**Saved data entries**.

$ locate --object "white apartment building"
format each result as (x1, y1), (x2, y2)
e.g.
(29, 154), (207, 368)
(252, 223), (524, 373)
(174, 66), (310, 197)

**Exercise prompt**. The records above must be repeated exactly, in their entirety.

**Reply**.
$ locate --object "white apartment building"
format each result as (x1, y1), (x2, y2)
e.g.
(29, 154), (207, 368)
(252, 223), (524, 373)
(174, 66), (310, 197)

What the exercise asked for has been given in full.